[Provided records]

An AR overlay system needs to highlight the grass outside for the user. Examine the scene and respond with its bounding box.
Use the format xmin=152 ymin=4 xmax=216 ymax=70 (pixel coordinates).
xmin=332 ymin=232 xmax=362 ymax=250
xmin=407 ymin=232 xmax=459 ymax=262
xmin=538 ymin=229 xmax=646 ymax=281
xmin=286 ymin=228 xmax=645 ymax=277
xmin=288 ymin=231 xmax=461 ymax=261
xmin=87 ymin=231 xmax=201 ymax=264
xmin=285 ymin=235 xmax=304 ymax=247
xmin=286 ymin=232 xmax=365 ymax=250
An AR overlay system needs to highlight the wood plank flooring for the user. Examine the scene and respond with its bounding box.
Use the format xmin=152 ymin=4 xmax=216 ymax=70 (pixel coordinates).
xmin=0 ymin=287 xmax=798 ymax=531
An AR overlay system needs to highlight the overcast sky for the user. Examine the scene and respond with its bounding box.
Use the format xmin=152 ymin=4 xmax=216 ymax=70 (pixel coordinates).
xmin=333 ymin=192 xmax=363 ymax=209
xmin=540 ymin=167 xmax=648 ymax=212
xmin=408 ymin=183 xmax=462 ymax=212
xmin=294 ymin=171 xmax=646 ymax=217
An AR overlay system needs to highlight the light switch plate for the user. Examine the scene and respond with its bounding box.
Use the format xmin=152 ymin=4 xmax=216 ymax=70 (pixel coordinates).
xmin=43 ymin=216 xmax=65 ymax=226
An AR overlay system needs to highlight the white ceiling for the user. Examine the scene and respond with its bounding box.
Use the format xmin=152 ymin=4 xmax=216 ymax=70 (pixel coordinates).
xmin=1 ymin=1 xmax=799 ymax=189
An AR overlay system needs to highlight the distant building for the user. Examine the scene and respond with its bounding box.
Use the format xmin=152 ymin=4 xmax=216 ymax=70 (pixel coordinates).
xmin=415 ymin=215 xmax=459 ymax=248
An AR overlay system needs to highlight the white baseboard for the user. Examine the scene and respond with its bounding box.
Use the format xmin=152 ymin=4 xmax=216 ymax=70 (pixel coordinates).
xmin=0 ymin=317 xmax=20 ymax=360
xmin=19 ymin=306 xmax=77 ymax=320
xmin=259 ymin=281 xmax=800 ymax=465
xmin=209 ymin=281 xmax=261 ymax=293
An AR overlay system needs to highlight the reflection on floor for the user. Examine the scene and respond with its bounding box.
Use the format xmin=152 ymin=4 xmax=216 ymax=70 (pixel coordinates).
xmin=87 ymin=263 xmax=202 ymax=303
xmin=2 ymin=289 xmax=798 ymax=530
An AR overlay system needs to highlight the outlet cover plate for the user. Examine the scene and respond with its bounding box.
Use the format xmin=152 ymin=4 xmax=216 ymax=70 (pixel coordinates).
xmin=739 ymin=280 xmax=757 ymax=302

[Exercise prompt]
Each entry must appear in the reply exactly as written.

[Solution for this problem]
An AR overlay system needs to highlight the grass outside for the user. Examine the scene and respond with its bounding box.
Use the format xmin=152 ymin=4 xmax=216 ymax=70 (pixel coordinates).
xmin=332 ymin=232 xmax=362 ymax=250
xmin=407 ymin=232 xmax=459 ymax=262
xmin=538 ymin=229 xmax=646 ymax=281
xmin=286 ymin=228 xmax=645 ymax=277
xmin=288 ymin=231 xmax=461 ymax=261
xmin=87 ymin=231 xmax=201 ymax=264
xmin=285 ymin=235 xmax=304 ymax=247
xmin=286 ymin=232 xmax=365 ymax=250
An AR overlay system needs to highlight the wood plank flooring for the user. Examine the scene and respond with its bounding box.
Use the format xmin=152 ymin=4 xmax=216 ymax=70 (pixel coordinates).
xmin=0 ymin=287 xmax=798 ymax=531
An AR overlay system needs to highlight the overcast sky for the user. Examine the scene and respond with its bounding box.
Use the format xmin=152 ymin=4 xmax=216 ymax=70 (pixel coordinates).
xmin=333 ymin=192 xmax=363 ymax=209
xmin=540 ymin=167 xmax=648 ymax=212
xmin=408 ymin=183 xmax=462 ymax=212
xmin=294 ymin=171 xmax=646 ymax=217
An AR overlay system needs to highlight the light switch plate for the user. Examine the scene and respond with its bounding box.
Use the format xmin=152 ymin=4 xmax=216 ymax=70 (pixel coordinates).
xmin=43 ymin=216 xmax=65 ymax=226
An AR overlay system needs to highlight the white ceiling for the user. Examine the scene and respond with its bounding box.
Use the format xmin=152 ymin=4 xmax=216 ymax=70 (pixel coordinates).
xmin=1 ymin=1 xmax=799 ymax=189
An AR overlay system needs to highlight the distant building for the user. Examine the scene and respond with its bounding box.
Use the format xmin=152 ymin=4 xmax=216 ymax=70 (pixel coordinates).
xmin=415 ymin=215 xmax=459 ymax=248
An AR overlay system needs to highlight the white baseboard for the user. Examine the scene and respond with its bounding box.
Use the format xmin=152 ymin=4 xmax=216 ymax=70 (pixel coordinates).
xmin=0 ymin=317 xmax=20 ymax=360
xmin=19 ymin=306 xmax=77 ymax=320
xmin=259 ymin=281 xmax=800 ymax=465
xmin=209 ymin=281 xmax=261 ymax=293
An AR overlay system needs to highlight the reflection on floor for the user. Examine the scene and respond with its bounding box.
Use the format xmin=152 ymin=4 xmax=216 ymax=70 (pixel coordinates).
xmin=87 ymin=263 xmax=202 ymax=303
xmin=2 ymin=289 xmax=798 ymax=530
An AR overlay system needs to highlight the outlet cover plate for the user. Examine the scene and respond with its bounding box.
Use the format xmin=152 ymin=4 xmax=216 ymax=70 (pixel coordinates).
xmin=739 ymin=280 xmax=757 ymax=302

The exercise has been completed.